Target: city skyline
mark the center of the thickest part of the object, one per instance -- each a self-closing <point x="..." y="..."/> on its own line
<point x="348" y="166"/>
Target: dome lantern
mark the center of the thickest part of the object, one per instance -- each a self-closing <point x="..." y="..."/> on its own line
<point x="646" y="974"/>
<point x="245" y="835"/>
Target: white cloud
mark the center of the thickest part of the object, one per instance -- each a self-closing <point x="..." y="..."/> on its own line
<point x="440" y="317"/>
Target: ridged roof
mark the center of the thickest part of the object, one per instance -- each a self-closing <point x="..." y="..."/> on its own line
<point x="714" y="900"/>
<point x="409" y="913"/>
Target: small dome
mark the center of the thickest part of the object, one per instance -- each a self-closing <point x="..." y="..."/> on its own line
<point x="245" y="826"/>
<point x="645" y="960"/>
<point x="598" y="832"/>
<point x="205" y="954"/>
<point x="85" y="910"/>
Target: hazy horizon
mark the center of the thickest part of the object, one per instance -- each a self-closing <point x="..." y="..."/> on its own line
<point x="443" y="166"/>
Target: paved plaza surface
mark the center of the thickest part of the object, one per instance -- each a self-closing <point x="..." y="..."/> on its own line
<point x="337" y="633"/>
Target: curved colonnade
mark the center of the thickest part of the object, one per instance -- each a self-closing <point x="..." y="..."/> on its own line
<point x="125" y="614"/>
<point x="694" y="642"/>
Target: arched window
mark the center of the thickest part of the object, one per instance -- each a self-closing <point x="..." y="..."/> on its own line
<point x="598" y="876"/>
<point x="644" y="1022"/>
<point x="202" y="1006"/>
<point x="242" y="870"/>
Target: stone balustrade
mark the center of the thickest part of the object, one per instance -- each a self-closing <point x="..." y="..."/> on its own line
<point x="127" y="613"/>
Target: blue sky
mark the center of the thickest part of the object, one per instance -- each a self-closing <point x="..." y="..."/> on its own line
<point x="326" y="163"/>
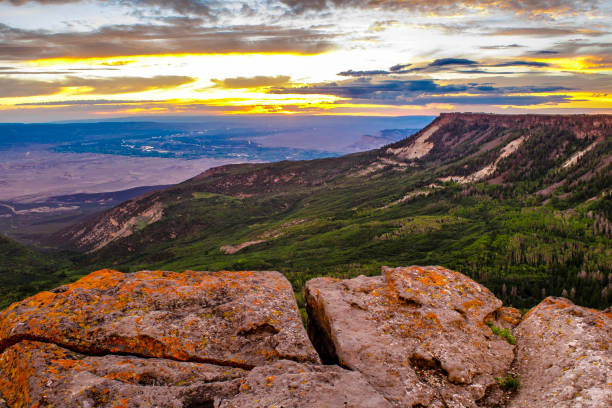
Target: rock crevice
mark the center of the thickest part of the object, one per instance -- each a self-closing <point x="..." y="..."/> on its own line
<point x="411" y="337"/>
◇ ◇ ◇ ◇
Please rewrite the listing above as a Markdown table with the columns Number and Listing line, one row per line and blank lines left out. Leave out the pictures.

| Number | Listing line |
|---|---|
| 1 | Target: city skyline |
| 2 | mark the center of the thickest part of the object, one per instance -- each a self-closing <point x="..." y="..."/> on its own line |
| 3 | <point x="348" y="166"/> |
| 4 | Target: dome lantern |
| 5 | mark the center of the thickest part of the object, one per instance -- each a self-closing <point x="..." y="..."/> on its own line |
| 6 | <point x="646" y="974"/> |
| 7 | <point x="245" y="835"/> |
| 8 | Target: white cloud |
| 9 | mark the center of the thickest part of the object, one per instance -- each a self-closing <point x="..." y="..."/> on its own line |
| 10 | <point x="440" y="317"/> |
| 11 | Target: ridged roof |
| 12 | mark the center of the thickest part of the object, one per instance -- each a self-closing <point x="..." y="..."/> on its own line |
| 13 | <point x="714" y="900"/> |
| 14 | <point x="409" y="913"/> |
| 15 | Target: small dome |
| 16 | mark the center of the thickest part of the object, one per instance -- each a self-closing <point x="..." y="..."/> on its own line |
| 17 | <point x="245" y="826"/> |
| 18 | <point x="645" y="960"/> |
| 19 | <point x="598" y="832"/> |
| 20 | <point x="205" y="954"/> |
| 21 | <point x="85" y="910"/> |
| 22 | Target: hazy horizon |
| 23 | mark the center of the thickest part of the object, one per instance -- each a self-closing <point x="..." y="..."/> on its own line |
| 24 | <point x="443" y="166"/> |
| 25 | Target: paved plaza surface |
| 26 | mark the center of the thickest part of the object, one per instance -- each a self-closing <point x="..." y="..."/> on its own line |
| 27 | <point x="337" y="633"/> |
| 28 | Target: curved colonnade |
| 29 | mark the center of the thickest part of the object, one per instance -- each a self-closing <point x="..." y="..."/> on its own line |
| 30 | <point x="125" y="614"/> |
| 31 | <point x="694" y="642"/> |
| 32 | Target: arched window |
| 33 | mark the center of the thickest part of the object, one per instance -- each a self-closing <point x="..." y="..."/> on its own line |
| 34 | <point x="598" y="876"/> |
| 35 | <point x="644" y="1022"/> |
| 36 | <point x="202" y="1006"/> |
| 37 | <point x="242" y="870"/> |
| 38 | Target: stone balustrade |
| 39 | mark the center of the thickest part of the object, one per instance -- each a self-closing <point x="..." y="..."/> on its own line |
| 40 | <point x="127" y="613"/> |
| 41 | Target: blue sky |
| 42 | mark the center of the thickest part of the object, one per instance -- each a self-closing <point x="..." y="..."/> on its own line |
| 43 | <point x="326" y="163"/> |
| 44 | Target: rock crevice |
| 45 | mark the center of the thickest part of the object, one per instance -- each a self-closing <point x="..." y="..."/> on its own line |
| 46 | <point x="411" y="337"/> |